- _Exercise prompt_
Write the material out again exactly.

====== Exercise material

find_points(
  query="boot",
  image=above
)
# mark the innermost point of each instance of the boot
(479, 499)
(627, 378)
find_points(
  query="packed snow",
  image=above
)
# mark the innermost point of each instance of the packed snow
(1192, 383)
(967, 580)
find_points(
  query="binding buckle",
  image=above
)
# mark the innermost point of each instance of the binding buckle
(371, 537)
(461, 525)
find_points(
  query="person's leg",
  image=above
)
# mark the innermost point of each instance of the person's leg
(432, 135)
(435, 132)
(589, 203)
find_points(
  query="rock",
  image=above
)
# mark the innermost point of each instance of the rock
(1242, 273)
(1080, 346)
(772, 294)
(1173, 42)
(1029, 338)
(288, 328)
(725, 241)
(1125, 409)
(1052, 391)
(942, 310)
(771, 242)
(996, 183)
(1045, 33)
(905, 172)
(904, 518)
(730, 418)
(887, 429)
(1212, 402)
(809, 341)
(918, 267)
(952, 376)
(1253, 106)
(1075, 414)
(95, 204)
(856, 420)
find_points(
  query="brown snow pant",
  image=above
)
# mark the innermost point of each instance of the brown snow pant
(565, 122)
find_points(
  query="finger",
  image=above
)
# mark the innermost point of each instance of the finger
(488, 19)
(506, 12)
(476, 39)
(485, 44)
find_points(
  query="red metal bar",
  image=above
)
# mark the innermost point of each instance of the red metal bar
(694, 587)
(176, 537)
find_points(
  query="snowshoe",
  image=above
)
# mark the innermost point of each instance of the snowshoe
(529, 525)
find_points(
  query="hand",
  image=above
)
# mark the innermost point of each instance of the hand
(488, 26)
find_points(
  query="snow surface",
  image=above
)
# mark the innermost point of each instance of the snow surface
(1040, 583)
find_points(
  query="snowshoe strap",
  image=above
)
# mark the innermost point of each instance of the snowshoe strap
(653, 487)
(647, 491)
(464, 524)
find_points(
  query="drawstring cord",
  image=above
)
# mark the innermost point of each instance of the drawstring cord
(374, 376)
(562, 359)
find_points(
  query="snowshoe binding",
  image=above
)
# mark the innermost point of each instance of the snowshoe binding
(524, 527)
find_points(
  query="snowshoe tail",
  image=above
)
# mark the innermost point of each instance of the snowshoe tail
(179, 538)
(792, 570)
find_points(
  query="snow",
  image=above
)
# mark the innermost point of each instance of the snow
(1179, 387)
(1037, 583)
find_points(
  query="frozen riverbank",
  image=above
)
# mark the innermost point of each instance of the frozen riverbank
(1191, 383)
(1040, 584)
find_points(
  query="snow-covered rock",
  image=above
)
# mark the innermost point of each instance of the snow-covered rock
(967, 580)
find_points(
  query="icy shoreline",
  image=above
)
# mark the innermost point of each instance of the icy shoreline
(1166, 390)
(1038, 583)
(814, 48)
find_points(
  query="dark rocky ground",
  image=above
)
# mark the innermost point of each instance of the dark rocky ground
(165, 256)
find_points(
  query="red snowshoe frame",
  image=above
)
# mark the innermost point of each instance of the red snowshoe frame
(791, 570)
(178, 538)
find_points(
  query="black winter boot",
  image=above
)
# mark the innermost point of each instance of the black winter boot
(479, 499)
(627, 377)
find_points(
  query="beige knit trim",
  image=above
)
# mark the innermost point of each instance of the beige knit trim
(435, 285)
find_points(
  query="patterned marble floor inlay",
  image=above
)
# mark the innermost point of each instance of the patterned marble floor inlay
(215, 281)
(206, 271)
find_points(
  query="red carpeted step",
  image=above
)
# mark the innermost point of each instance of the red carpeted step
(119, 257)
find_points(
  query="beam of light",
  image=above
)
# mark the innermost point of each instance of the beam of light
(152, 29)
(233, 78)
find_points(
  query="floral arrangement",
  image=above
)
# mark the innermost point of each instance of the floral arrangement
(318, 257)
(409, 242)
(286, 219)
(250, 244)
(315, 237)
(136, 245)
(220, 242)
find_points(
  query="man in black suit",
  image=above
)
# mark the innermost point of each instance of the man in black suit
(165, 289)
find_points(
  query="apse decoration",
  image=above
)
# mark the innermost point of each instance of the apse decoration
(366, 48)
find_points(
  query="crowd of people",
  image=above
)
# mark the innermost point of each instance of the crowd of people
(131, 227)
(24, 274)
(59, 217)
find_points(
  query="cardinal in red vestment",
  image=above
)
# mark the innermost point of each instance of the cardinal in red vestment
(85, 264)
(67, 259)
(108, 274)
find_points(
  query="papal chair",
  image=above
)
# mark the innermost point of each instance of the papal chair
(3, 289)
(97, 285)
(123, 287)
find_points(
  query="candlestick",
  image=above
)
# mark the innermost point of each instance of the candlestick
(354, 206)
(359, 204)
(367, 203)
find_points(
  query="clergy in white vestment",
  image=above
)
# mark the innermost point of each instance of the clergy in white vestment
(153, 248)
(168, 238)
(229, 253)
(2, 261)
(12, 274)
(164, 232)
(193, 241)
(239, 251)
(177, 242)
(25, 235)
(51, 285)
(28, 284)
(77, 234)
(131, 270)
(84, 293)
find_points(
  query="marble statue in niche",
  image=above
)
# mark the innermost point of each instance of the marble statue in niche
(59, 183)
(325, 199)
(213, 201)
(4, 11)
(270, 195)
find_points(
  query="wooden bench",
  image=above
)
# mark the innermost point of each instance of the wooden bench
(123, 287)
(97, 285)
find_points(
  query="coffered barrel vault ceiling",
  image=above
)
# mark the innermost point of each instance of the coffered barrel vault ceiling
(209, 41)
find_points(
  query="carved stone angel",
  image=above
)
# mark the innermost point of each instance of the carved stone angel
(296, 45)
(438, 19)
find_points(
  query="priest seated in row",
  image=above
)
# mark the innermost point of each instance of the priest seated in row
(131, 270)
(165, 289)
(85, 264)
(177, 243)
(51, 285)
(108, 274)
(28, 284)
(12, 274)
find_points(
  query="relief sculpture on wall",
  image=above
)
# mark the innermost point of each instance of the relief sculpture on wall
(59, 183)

============

- _Task response_
find_points(
  query="boot",
  image=above
)
# mark the innermost point of each instance of the boot
(479, 499)
(627, 378)
find_points(
  query="packed snow",
  image=above
)
# mark the innermost point of each instance of the packed snow
(1192, 383)
(967, 580)
find_points(
  query="binding buckle",
  image=above
)
# mark the innermost point of each instance of the binding buckle
(371, 537)
(461, 525)
find_points(
  query="person's leg",
  image=above
)
# mark the innermost point of each instance of the person's leg
(432, 135)
(435, 132)
(589, 203)
find_points(
  query="rock",
  image=above
)
# mark the innermost point of each instance of the rock
(1242, 273)
(1080, 346)
(772, 294)
(1173, 42)
(1029, 338)
(288, 328)
(725, 241)
(1125, 409)
(1052, 391)
(942, 310)
(771, 242)
(996, 183)
(1045, 33)
(905, 172)
(904, 518)
(730, 418)
(887, 429)
(1212, 402)
(809, 341)
(918, 267)
(952, 376)
(1253, 106)
(1075, 414)
(95, 204)
(856, 420)
find_points(
  query="brown snow pant",
  image=above
)
# mark the innermost point of each instance of the brown snow pant
(565, 122)
find_points(
  query="finger",
  image=above
)
# mark the innermost point of each instance of the finger
(488, 19)
(506, 12)
(476, 39)
(485, 44)
find_points(
  query="red metal bar",
  image=above
)
# mark the innermost point of each instance of the red metal bar
(694, 587)
(176, 537)
find_points(
  query="snowshoe",
  image=above
)
# mark the innermost point of each instance of the snowshoe
(529, 525)
find_points(
  query="hand",
  image=above
)
# mark the innermost point of each instance of the hand
(488, 26)
find_points(
  query="snow surface",
  image=above
)
# mark the innermost point of each instance of the snow surface
(1040, 583)
find_points(
  query="snowshoe strap",
  image=above
)
# mark the innermost point of each instance of the snowshoe strap
(653, 487)
(647, 491)
(464, 524)
find_points(
  query="drawstring cord",
  image=above
)
# mark the innermost point of each instance of the drawstring cord
(374, 376)
(562, 359)
find_points(
  query="snowshoe binding",
  image=above
)
# mark the innermost point of each instance of the snowshoe binding
(524, 527)
find_points(
  query="snowshoe tail",
  image=above
)
# mark the innermost point of each instance of the snowshoe tail
(179, 538)
(792, 570)
find_points(
  query="snow",
  image=above
)
# mark the innermost point of each instance of the snow
(1179, 387)
(1037, 583)
find_points(
  query="frozen riverbank",
  image=above
)
# mark the innermost point of each instance of the frozen riverbank
(1191, 383)
(1040, 584)
find_points(
  query="snow-covered rock",
  image=above
)
# mark the innermost point of each instance of the snow-covered rock
(967, 580)
find_points(
  query="icy shoreline",
  image=above
)
# mark the innermost point of each instance of the icy shoreline
(1166, 390)
(1038, 583)
(814, 48)
find_points(
  query="dark rocky ground",
  image=above
)
# mark the innermost point of each instance of the dark rocky ground
(165, 256)
find_points(
  query="red snowshoe frame",
  image=above
)
# mark the innermost point of each instance of the red snowshoe frame
(791, 570)
(178, 538)
find_points(
  query="black winter boot",
  image=above
)
# mark the innermost point of each instance of the black winter boot
(479, 499)
(627, 377)
find_points(
  query="beige knit trim",
  image=above
)
# mark the innermost point of each instance of the beige knit trim
(435, 285)
find_points(
  query="patterned marble floor inlay",
  image=above
)
# mark the innermost point of each instance of the patterned marble floor inlay
(215, 281)
(206, 271)
find_points(
  query="red carpeted step",
  image=above
)
# mark the innermost point of each instance of the red carpeted step
(119, 257)
find_points(
  query="beam of light",
  image=above
)
# mark the innermost point of each instance of the beam of light
(152, 29)
(233, 78)
find_points(
  query="floral arrangement",
  image=above
)
# mark the innermost point of each instance of the floral arrangement
(318, 257)
(409, 242)
(286, 219)
(250, 244)
(315, 237)
(136, 245)
(220, 242)
find_points(
  query="man in black suit",
  image=above
)
# mark the innermost point of each instance of the man in black suit
(165, 289)
find_points(
  query="apse decoration",
  image=above
)
# mark the innermost point of each instance of the apse decoration
(366, 48)
find_points(
  query="crowd of people",
  image=above
)
# mark the innermost point of each instance of the crowd of people
(131, 227)
(24, 274)
(59, 217)
find_points(
  query="cardinal in red vestment",
  image=above
)
# mark the innermost point of each instance of the cardinal in red vestment
(85, 264)
(67, 259)
(108, 274)
find_points(
  query="papal chair",
  image=above
)
# mark the innermost point of each instance of the papal chair
(3, 289)
(97, 285)
(123, 287)
find_points(
  query="candlestick",
  image=above
)
# mark the innermost point of each instance of the candlestick
(354, 206)
(359, 204)
(367, 203)
find_points(
  query="clergy in white vestment",
  image=above
)
# mark the innermost point of each instance of the clergy in white vestment
(153, 248)
(168, 238)
(229, 253)
(2, 261)
(12, 274)
(164, 232)
(193, 241)
(239, 251)
(177, 242)
(25, 235)
(51, 285)
(28, 284)
(77, 234)
(131, 270)
(84, 293)
find_points(
  query="marble statue in niche",
  image=above
)
# mark the innermost point of each instance of the marble statue in niche
(59, 183)
(325, 199)
(213, 201)
(4, 11)
(270, 195)
find_points(
  query="wooden bench",
  image=above
)
# mark the innermost point of each instance of the wooden bench
(123, 287)
(97, 285)
find_points(
  query="coffered barrel vault ceiling",
  image=above
)
# mark the innermost point of each instance of the coffered barrel vault ceiling
(209, 41)
find_points(
  query="carved stone angel",
  image=above
)
# mark the innermost point of each instance of the carved stone angel
(296, 45)
(438, 19)
find_points(
  query="priest seated in row",
  image=above
)
# mark the innermost point of each instance of the priest seated in row
(131, 270)
(165, 289)
(85, 264)
(177, 243)
(51, 285)
(108, 274)
(28, 284)
(12, 274)
find_points(
  query="relief sculpture on wall",
  image=above
)
# mark the innermost point of each instance of the relief sculpture on wall
(59, 183)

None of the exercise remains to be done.